• Task statement:
Please update the lines below, starting at the line that contains "Could you identify the stone" and ending with the last line, by changing "pillar" to "column" and leaving everything else as it is.

━━━ Data lines

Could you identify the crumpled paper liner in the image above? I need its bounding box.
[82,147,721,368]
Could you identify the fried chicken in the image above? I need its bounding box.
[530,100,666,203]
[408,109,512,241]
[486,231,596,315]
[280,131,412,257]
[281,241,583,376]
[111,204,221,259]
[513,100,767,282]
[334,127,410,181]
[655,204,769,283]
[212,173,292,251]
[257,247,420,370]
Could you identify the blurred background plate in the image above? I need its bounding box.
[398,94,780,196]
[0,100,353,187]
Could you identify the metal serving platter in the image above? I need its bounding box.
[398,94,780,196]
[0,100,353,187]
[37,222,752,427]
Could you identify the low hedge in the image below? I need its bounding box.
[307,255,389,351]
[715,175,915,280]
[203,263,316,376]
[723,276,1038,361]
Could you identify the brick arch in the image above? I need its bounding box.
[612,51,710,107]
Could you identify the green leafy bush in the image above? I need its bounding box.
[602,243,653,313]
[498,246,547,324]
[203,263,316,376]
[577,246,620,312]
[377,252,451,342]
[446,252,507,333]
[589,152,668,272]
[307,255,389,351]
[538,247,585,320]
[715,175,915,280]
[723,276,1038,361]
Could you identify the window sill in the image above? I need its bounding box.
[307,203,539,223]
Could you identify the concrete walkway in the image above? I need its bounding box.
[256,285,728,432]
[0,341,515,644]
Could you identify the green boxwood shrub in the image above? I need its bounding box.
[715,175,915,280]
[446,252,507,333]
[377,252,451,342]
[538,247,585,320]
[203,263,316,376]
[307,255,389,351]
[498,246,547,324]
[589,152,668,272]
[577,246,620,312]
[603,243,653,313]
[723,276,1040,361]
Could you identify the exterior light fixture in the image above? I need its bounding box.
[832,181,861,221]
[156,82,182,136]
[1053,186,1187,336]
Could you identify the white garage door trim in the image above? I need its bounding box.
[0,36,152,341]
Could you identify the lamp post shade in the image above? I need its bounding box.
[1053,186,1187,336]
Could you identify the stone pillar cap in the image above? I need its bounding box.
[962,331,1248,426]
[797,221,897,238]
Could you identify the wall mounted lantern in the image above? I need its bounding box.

━━━━━━

• Response to the exercise:
Could you identify the stone column cap in the image above? I need its bounding box.
[962,331,1248,426]
[797,221,897,238]
Could you identify the wall mounted lantern in the image above? I need its bounding box.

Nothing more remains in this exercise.